# START OF Given passage

UAAP Season 59 champions

Record
- Elims rank: #2
- Final rank: #1
- 1996 record: 13–4 (10–4 elims)
- Head coach: Aric del Rosario (10th season)
- Assistant coaches: Dong Vergeire Binky Favis
- Captain: Chris Cantonjos (4th season)

= 1996 UST Growling Tigers basketball team =

The 1996 UST Growling Tigers men's basketball team represented University of Santo Tomas in the 59th season of the University Athletic Association of the Philippines. The men's basketball tournament for the school year 1996–97 began on July 13, 1996, and the host school for the season was De La Salle University.

They defeated the De La Salle Green Archers for the third straight year in a Finals series to achieve a four-peat for the second time in 46 years after winning them from 1946 to 1949. The 1996 title brought their total championships to 17, making them the second winningest team in the league. Third-year forward Estong Ballesteros was selected to the Mythical team at the tournament's presentation of awards.

# END OF Given passage
# START OF Entries

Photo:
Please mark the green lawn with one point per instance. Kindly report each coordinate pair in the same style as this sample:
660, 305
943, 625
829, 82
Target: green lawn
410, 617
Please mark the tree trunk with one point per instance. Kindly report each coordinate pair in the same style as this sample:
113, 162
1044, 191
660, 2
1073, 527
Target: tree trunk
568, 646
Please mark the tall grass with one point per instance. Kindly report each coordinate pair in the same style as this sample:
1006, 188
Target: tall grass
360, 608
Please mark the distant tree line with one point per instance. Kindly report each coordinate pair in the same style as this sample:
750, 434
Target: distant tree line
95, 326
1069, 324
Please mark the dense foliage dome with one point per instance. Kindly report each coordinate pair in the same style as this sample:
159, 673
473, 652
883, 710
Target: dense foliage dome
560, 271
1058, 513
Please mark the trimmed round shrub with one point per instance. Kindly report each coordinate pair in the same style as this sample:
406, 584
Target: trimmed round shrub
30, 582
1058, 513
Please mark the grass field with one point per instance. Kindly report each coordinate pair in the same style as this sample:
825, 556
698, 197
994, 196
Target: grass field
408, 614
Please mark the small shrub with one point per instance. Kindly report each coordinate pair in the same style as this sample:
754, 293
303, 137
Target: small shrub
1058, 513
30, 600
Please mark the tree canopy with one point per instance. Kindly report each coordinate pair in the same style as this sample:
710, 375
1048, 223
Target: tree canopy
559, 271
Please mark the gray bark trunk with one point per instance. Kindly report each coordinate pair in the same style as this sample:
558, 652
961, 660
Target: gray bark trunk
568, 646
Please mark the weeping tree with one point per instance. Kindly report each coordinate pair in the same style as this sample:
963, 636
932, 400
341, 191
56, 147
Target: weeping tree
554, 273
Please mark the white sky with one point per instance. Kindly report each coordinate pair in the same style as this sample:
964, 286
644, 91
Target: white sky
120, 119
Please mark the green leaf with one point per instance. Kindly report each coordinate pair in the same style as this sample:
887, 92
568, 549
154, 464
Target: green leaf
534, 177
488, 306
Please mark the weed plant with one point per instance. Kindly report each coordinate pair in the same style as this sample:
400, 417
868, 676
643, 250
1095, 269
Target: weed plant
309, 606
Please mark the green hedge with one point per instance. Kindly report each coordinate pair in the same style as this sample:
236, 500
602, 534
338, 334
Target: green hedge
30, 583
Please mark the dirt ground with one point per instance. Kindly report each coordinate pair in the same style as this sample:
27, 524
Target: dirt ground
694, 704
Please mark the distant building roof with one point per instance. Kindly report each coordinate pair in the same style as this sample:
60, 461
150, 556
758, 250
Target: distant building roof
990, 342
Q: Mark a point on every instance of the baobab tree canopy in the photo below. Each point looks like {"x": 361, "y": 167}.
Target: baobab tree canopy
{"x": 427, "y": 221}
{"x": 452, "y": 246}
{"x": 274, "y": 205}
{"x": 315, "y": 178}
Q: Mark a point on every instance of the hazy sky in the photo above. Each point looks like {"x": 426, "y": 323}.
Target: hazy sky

# END OF Entries

#### Given task
Return the text of the page about the 1996 UST Growling Tigers between "The 1996 UST" and "La Salle University.", inclusive.

#### Solution for this problem
The 1996 UST Growling Tigers men's basketball team represented University of Santo Tomas in the 59th season of the University Athletic Association of the Philippines. The men's basketball tournament for the school year 1996–97 began on July 13, 1996, and the host school for the season was De La Salle University.